_SET TASK 1_.
From the listing below, filter out and copy every line that contains the word "window".

※

Build a strong data foundation by developing an understanding of variable types
Introduction to discrete variables
A discrete variable is something that is counted, but not measured. What could that possibly mean, you might ask? Well, when it comes to things you can measure, like kilograms, you can have a puppy that weighs 6.5 kilograms, but you can’t have 6.5 golden retrievers.
Weight is something you measure, as is height or distance, while things like people, the numbers on a die, and puppies are things that you count. Other discrete variables are things like models of car, or even a score on a 10-point scale.
We use discrete variables for counting the frequencies of different categories in the population, or separating our data into groups for comparison and analysis.
Continuous variables
Continuous data is measured but not counted. Think of a ruler – that’s a measuring tool and you can use it to measure objects. You could measure the length of the footlong sandwich at your local restaurant to see if it really is as long as they say it is. You might find that it’s 0.96547 feet. Or it could be 1.0002 feet.
If you have a really precise measuring tool, you can measure things to really high degrees of accuracy, and get a number like 21.2542 centimeters. Or zoom out with a less precise measurement, like 21 centimeters.
The point is that continuous data can take on a value to any level of precision, depending how accurately you measure it. This is in comparison to count data, for example, counting the number of new customers your business attracted this month – you just can’t have 21.2542 people.
Other examples of continuous data include things such as height, weight, the battery percentage on your phone, and how far you have to travel to work.
Ordinal categorical variables versus discrete numeric variables
Sometimes you might get confused between what is an ordinal categorical variable and what is a discrete numeric variable.
Common examples of ordinal categorical variables include things like star ratings. There’s no universally understood difference between one star and two stars. Is five stars necessarily five times as good as one star? Would you only pay twice as much for a restaurant with five stars as one with only two-and-a-half stars?
On the other hand, when it comes to discrete numeric variables, often called count data, we know that two cats is twice as many as one cat. We also know that the difference between three cats and four cats is the same as the difference between eight cats and nine cats.

※

_SET TASK 2_.
Write out the entire passage on variable types above, word for word and without any changes.

※

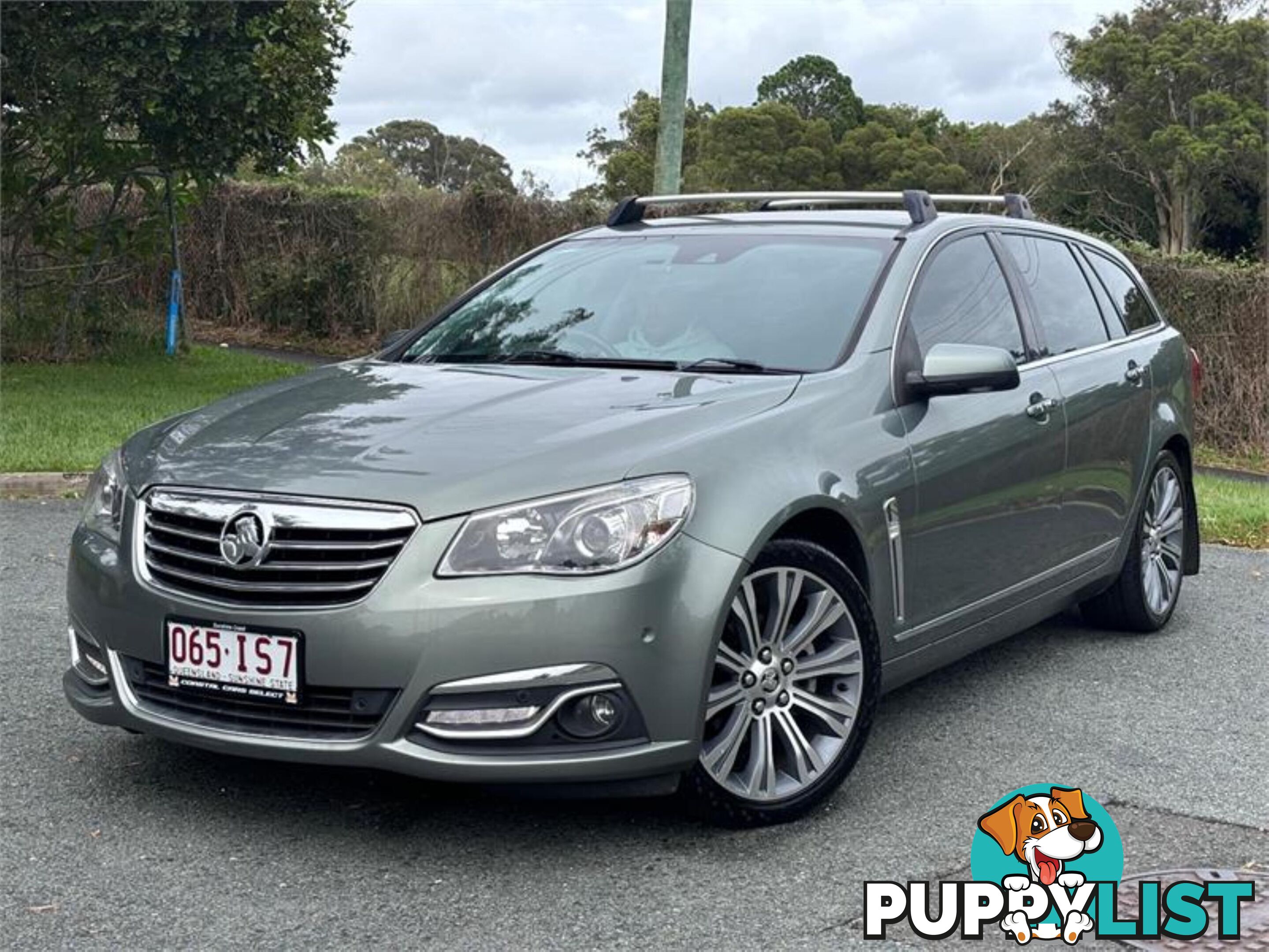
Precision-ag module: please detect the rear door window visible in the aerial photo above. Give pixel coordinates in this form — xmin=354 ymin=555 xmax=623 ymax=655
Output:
xmin=1000 ymin=234 xmax=1109 ymax=354
xmin=1086 ymin=251 xmax=1159 ymax=334
xmin=907 ymin=235 xmax=1027 ymax=362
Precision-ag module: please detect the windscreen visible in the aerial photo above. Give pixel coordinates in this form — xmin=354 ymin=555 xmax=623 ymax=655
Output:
xmin=402 ymin=232 xmax=893 ymax=371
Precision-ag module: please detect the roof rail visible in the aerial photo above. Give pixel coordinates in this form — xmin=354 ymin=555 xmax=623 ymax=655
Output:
xmin=608 ymin=188 xmax=1035 ymax=227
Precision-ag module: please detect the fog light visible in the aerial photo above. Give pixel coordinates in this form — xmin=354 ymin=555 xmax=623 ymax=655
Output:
xmin=428 ymin=704 xmax=538 ymax=727
xmin=66 ymin=626 xmax=110 ymax=687
xmin=558 ymin=692 xmax=624 ymax=740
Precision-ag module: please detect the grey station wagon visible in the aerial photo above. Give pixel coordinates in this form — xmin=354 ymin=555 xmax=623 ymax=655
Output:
xmin=65 ymin=190 xmax=1201 ymax=825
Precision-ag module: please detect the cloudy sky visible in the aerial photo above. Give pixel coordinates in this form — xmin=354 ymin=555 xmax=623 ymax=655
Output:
xmin=334 ymin=0 xmax=1131 ymax=196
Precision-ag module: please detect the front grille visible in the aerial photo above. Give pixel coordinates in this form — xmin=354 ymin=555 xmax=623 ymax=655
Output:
xmin=121 ymin=658 xmax=398 ymax=741
xmin=137 ymin=489 xmax=417 ymax=608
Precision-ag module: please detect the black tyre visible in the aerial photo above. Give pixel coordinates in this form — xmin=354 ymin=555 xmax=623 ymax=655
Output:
xmin=683 ymin=539 xmax=881 ymax=826
xmin=1080 ymin=450 xmax=1193 ymax=632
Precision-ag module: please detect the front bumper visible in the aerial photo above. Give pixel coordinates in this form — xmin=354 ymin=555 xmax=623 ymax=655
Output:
xmin=63 ymin=499 xmax=742 ymax=783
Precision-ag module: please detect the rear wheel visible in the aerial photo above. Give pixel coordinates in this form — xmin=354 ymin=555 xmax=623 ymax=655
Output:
xmin=684 ymin=539 xmax=881 ymax=826
xmin=1081 ymin=450 xmax=1191 ymax=632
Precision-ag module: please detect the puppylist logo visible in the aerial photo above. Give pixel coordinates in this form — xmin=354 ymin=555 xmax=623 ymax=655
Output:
xmin=864 ymin=785 xmax=1255 ymax=946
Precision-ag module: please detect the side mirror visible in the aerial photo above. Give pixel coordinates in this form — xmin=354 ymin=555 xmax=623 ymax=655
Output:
xmin=904 ymin=344 xmax=1018 ymax=396
xmin=380 ymin=330 xmax=410 ymax=350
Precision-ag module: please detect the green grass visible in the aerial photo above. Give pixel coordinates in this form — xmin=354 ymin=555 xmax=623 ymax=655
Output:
xmin=1194 ymin=443 xmax=1269 ymax=476
xmin=1194 ymin=475 xmax=1269 ymax=548
xmin=0 ymin=346 xmax=307 ymax=472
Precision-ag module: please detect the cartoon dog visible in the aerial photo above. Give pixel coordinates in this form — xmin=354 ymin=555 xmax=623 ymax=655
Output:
xmin=979 ymin=787 xmax=1102 ymax=943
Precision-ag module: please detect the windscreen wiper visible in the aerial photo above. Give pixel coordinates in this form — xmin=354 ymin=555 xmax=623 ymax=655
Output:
xmin=505 ymin=348 xmax=581 ymax=363
xmin=677 ymin=357 xmax=796 ymax=373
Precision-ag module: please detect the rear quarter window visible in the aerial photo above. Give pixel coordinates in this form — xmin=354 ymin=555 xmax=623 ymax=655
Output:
xmin=1000 ymin=234 xmax=1108 ymax=354
xmin=1086 ymin=251 xmax=1160 ymax=334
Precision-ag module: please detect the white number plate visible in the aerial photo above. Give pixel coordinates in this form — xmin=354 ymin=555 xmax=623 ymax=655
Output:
xmin=166 ymin=619 xmax=299 ymax=704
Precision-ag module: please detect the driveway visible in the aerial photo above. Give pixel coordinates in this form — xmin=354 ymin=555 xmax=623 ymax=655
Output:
xmin=0 ymin=502 xmax=1269 ymax=949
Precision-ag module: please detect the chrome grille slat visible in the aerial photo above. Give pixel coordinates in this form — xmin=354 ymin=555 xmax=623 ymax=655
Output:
xmin=134 ymin=487 xmax=419 ymax=608
xmin=146 ymin=518 xmax=221 ymax=546
xmin=146 ymin=533 xmax=392 ymax=573
xmin=150 ymin=562 xmax=378 ymax=591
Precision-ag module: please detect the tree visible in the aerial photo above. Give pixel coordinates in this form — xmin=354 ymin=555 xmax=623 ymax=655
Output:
xmin=350 ymin=119 xmax=515 ymax=192
xmin=296 ymin=142 xmax=421 ymax=192
xmin=837 ymin=122 xmax=968 ymax=192
xmin=1058 ymin=0 xmax=1269 ymax=254
xmin=863 ymin=103 xmax=949 ymax=142
xmin=684 ymin=103 xmax=841 ymax=192
xmin=0 ymin=0 xmax=348 ymax=235
xmin=758 ymin=53 xmax=864 ymax=138
xmin=575 ymin=89 xmax=715 ymax=201
xmin=0 ymin=0 xmax=348 ymax=354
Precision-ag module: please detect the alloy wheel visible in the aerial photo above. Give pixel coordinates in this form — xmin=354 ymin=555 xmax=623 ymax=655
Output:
xmin=700 ymin=567 xmax=864 ymax=801
xmin=1141 ymin=466 xmax=1185 ymax=616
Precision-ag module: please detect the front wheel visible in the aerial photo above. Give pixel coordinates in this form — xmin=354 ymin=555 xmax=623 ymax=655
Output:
xmin=684 ymin=539 xmax=881 ymax=826
xmin=1080 ymin=450 xmax=1193 ymax=632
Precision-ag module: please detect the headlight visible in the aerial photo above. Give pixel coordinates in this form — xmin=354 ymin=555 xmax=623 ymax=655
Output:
xmin=80 ymin=450 xmax=127 ymax=542
xmin=436 ymin=476 xmax=692 ymax=575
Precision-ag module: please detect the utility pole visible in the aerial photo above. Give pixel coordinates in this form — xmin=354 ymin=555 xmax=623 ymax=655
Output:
xmin=652 ymin=0 xmax=692 ymax=196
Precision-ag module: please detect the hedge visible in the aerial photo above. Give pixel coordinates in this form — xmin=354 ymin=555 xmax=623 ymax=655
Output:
xmin=5 ymin=183 xmax=1269 ymax=453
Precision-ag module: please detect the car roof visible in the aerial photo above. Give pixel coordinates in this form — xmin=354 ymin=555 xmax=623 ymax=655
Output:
xmin=577 ymin=208 xmax=1123 ymax=260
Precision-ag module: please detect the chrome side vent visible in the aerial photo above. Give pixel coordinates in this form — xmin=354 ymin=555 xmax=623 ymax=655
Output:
xmin=882 ymin=496 xmax=904 ymax=622
xmin=136 ymin=489 xmax=419 ymax=608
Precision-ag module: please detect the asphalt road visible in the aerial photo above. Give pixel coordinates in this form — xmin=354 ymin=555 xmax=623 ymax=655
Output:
xmin=0 ymin=502 xmax=1269 ymax=949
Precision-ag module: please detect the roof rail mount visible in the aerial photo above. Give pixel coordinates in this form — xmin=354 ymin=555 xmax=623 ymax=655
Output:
xmin=608 ymin=188 xmax=1035 ymax=228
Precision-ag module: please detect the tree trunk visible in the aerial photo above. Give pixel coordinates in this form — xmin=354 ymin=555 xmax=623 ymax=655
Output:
xmin=1155 ymin=175 xmax=1199 ymax=255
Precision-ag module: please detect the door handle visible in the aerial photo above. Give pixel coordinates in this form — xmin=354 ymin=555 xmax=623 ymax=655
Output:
xmin=1027 ymin=397 xmax=1057 ymax=420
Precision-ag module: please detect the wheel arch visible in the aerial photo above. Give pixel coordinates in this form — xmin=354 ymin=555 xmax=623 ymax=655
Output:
xmin=748 ymin=498 xmax=877 ymax=614
xmin=1162 ymin=433 xmax=1199 ymax=575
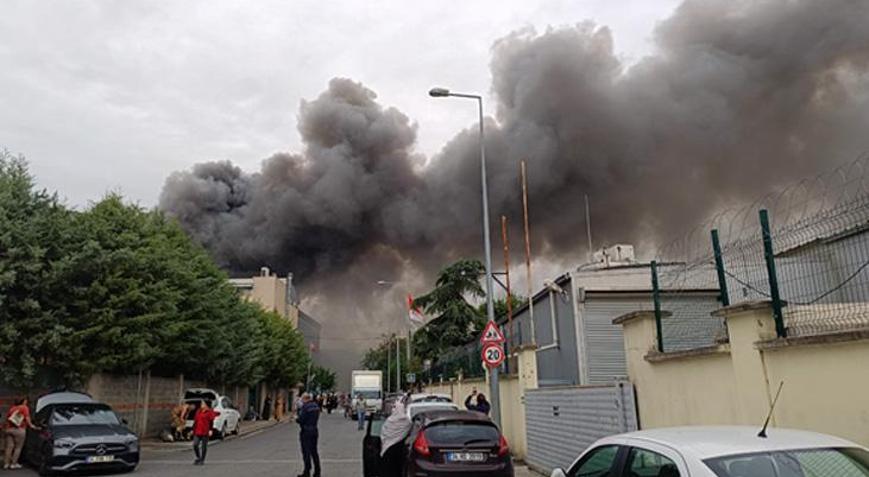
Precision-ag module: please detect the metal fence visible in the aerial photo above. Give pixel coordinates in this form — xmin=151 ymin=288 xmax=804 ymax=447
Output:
xmin=653 ymin=156 xmax=869 ymax=351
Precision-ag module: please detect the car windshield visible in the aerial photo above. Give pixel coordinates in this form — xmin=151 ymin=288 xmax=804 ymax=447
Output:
xmin=703 ymin=448 xmax=869 ymax=477
xmin=425 ymin=421 xmax=501 ymax=445
xmin=51 ymin=405 xmax=120 ymax=426
xmin=408 ymin=403 xmax=458 ymax=419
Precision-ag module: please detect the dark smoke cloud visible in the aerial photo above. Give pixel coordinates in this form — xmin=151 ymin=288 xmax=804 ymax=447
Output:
xmin=160 ymin=0 xmax=869 ymax=380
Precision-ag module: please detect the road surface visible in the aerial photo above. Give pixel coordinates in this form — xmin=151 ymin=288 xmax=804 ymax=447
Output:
xmin=18 ymin=414 xmax=529 ymax=477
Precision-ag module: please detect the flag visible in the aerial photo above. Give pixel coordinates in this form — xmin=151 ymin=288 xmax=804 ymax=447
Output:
xmin=407 ymin=293 xmax=425 ymax=326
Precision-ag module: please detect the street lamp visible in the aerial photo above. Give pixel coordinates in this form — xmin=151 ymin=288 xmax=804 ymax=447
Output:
xmin=428 ymin=84 xmax=501 ymax=426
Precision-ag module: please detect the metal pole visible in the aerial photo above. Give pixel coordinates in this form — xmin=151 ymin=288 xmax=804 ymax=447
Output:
xmin=585 ymin=194 xmax=594 ymax=263
xmin=477 ymin=96 xmax=501 ymax=427
xmin=712 ymin=229 xmax=730 ymax=306
xmin=501 ymin=215 xmax=513 ymax=350
xmin=760 ymin=209 xmax=788 ymax=338
xmin=386 ymin=334 xmax=392 ymax=392
xmin=395 ymin=336 xmax=401 ymax=392
xmin=520 ymin=161 xmax=537 ymax=344
xmin=652 ymin=260 xmax=664 ymax=353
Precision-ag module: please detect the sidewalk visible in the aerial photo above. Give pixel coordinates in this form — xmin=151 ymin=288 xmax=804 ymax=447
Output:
xmin=139 ymin=419 xmax=291 ymax=452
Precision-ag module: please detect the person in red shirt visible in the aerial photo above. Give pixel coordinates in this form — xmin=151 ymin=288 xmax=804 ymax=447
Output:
xmin=3 ymin=398 xmax=36 ymax=469
xmin=193 ymin=401 xmax=220 ymax=465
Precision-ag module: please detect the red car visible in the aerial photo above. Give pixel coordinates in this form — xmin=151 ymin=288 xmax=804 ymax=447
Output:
xmin=363 ymin=411 xmax=513 ymax=477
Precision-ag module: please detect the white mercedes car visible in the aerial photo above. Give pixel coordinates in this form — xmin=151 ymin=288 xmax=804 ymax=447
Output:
xmin=552 ymin=426 xmax=869 ymax=477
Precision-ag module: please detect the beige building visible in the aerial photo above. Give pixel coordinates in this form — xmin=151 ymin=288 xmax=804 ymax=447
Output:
xmin=229 ymin=267 xmax=299 ymax=328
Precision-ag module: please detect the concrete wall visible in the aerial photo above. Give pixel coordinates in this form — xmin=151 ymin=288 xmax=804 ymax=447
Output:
xmin=0 ymin=372 xmax=251 ymax=438
xmin=619 ymin=302 xmax=869 ymax=445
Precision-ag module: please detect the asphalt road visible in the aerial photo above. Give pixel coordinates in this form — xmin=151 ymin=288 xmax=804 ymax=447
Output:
xmin=15 ymin=414 xmax=531 ymax=477
xmin=17 ymin=414 xmax=363 ymax=477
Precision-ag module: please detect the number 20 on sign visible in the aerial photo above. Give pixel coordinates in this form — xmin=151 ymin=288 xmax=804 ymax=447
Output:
xmin=483 ymin=343 xmax=504 ymax=369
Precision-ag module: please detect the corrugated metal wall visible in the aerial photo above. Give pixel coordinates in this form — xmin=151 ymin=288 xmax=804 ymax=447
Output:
xmin=525 ymin=381 xmax=637 ymax=475
xmin=579 ymin=296 xmax=645 ymax=384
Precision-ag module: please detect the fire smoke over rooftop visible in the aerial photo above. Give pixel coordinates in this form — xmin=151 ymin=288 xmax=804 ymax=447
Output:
xmin=160 ymin=0 xmax=869 ymax=380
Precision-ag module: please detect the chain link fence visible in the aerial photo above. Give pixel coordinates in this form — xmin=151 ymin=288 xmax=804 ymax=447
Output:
xmin=653 ymin=156 xmax=869 ymax=351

※

_FINISHED ANSWER 1_.
Precision-ag module: please detect the rear door window visible in the aerial photo above. Give pixel coordinates in this form — xmin=354 ymin=555 xmax=623 ymax=655
Precision-ag module: please detect the rear quarter window visible in the aerial photo above. Give pixel coordinates in this form — xmin=354 ymin=555 xmax=623 ymax=655

_FINISHED ANSWER 2_.
Build a strong data foundation by developing an understanding of variable types
Introduction to discrete variables
A discrete variable is something that is counted, but not measured. What could that possibly mean, you might ask? Well, when it comes to things you can measure, like kilograms, you can have a puppy that weighs 6.5 kilograms, but you can’t have 6.5 golden retrievers.
Weight is something you measure, as is height or distance, while things like people, the numbers on a die, and puppies are things that you count. Other discrete variables are things like models of car, or even a score on a 10-point scale.
We use discrete variables for counting the frequencies of different categories in the population, or separating our data into groups for comparison and analysis.
Continuous variables
Continuous data is measured but not counted. Think of a ruler – that’s a measuring tool and you can use it to measure objects. You could measure the length of the footlong sandwich at your local restaurant to see if it really is as long as they say it is. You might find that it’s 0.96547 feet. Or it could be 1.0002 feet.
If you have a really precise measuring tool, you can measure things to really high degrees of accuracy, and get a number like 21.2542 centimeters. Or zoom out with a less precise measurement, like 21 centimeters.
The point is that continuous data can take on a value to any level of precision, depending how accurately you measure it. This is in comparison to count data, for example, counting the number of new customers your business attracted this month – you just can’t have 21.2542 people.
Other examples of continuous data include things such as height, weight, the battery percentage on your phone, and how far you have to travel to work.
Ordinal categorical variables versus discrete numeric variables
Sometimes you might get confused between what is an ordinal categorical variable and what is a discrete numeric variable.
Common examples of ordinal categorical variables include things like star ratings. There’s no universally understood difference between one star and two stars. Is five stars necessarily five times as good as one star? Would you only pay twice as much for a restaurant with five stars as one with only two-and-a-half stars?
On the other hand, when it comes to discrete numeric variables, often called count data, we know that two cats is twice as many as one cat. We also know that the difference between three cats and four cats is the same as the difference between eight cats and nine cats.